*DIRECTIONS FOR THIS TASK:*
Write out each item below word for word, leaving out the pictures.

*GIVEN RECORDS:*

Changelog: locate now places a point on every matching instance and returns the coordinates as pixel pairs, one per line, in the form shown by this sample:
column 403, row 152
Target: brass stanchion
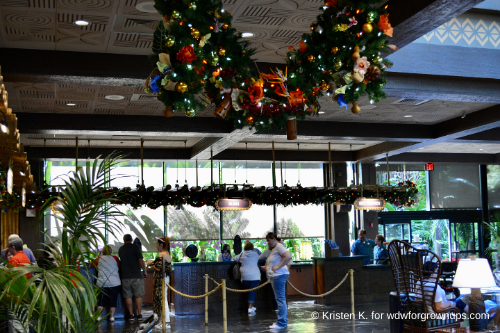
column 163, row 314
column 224, row 307
column 206, row 299
column 351, row 273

*RESULT OF THE EXERCISE:*
Changelog: locate now places a point on every matching instance and returns the coordinates as pixel pairs, one per line, in the form shown by this sample:
column 403, row 152
Target: brass stanchion
column 163, row 314
column 224, row 307
column 206, row 299
column 351, row 273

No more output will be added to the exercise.